Hong Kong is aiming to reassert its position as a global financial hub with a high-profile international banking summit
Hong Kong (AFP) - Foreign participants at a high-profile financial summit in Hong Kong next month would be able to skip isolation and leave via “appropriate flight arrangements” if they catch Covid, a top health official said Friday.
The comments followed media reports that attendees – expected to include top executives from some of the world’s most powerful financial institutions – would be allowed to leave on private jets if they test positive for the coronavirus.
Hong Kong is aiming to reassert its position as a global financial hub with the summit, organised by the city’s central bank, after being effectively cut off because of its strict Covid policies – especially for international travellers.
If a summit participant tests positive for the coronavirus, “we will adopt the same isolation arrangements as with other inbound visitors,” Permanent Secretary for Health Thomas Chan told a press conference when asked if any rules would be relaxed for the event.

* _Work item_: Resume the news report on Covid rules for Hong Kong's international financial summit, continuing from its last sentence.

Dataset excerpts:

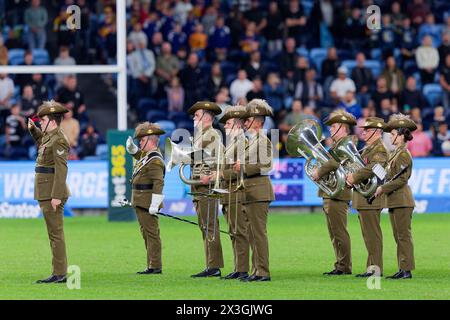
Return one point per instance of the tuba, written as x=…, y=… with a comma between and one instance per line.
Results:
x=351, y=161
x=304, y=141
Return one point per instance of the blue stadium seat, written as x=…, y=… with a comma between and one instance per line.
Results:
x=375, y=67
x=16, y=56
x=317, y=56
x=41, y=57
x=433, y=93
x=156, y=115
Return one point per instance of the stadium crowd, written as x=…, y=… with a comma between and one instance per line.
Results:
x=306, y=58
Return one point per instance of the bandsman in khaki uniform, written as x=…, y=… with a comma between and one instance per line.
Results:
x=336, y=207
x=147, y=187
x=206, y=138
x=399, y=197
x=258, y=187
x=232, y=202
x=50, y=187
x=369, y=214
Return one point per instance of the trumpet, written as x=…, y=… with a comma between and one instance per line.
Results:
x=304, y=141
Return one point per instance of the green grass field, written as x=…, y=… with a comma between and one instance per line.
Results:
x=109, y=254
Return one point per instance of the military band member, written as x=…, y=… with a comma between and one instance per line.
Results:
x=232, y=202
x=258, y=187
x=336, y=207
x=50, y=187
x=399, y=197
x=206, y=138
x=369, y=214
x=147, y=187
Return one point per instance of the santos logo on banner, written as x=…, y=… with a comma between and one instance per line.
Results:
x=87, y=181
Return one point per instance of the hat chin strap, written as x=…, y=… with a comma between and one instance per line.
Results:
x=340, y=126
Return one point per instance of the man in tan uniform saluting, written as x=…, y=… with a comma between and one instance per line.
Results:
x=336, y=207
x=258, y=187
x=369, y=214
x=50, y=187
x=206, y=138
x=232, y=202
x=147, y=187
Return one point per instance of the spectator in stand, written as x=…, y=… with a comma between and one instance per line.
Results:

* _Answer_:
“But at the same time we will also provide facilitation should there be appropriate flight arrangements for leaving Hong Kong.”
Commercial airlines are restricted from transporting virus-positive passengers to and from Hong Kong.
Bloomberg News had reported Thursday that the Hong Kong government was considering allowing participants at the two-day summit to leave by private jet if they test positive.
Hong Kong has had a difficult three years, with a sweeping crackdown on political freedoms and the imposition of some of the world’s strictest coronavirus pandemic controls, which kept it isolated even as competitors such as Singapore reopened.
It scrapped mandatory hotel quarantine for travellers last month, as warnings grew that the financial hub was suffering brain drain and loss of business.
The Hong Kong Monetary Authority expects to draw 200 participants to the event, including the heads of 30 major financial institutions including Goldman Sachs and Morgan Stanley.
Some Covid restrictions, such as face masks, remain in Hong Kong.
Chief Executive John Lee has not yet outlined a roadmap for full reopening, and has said that the city must remain cautious while relaxing virus curbs.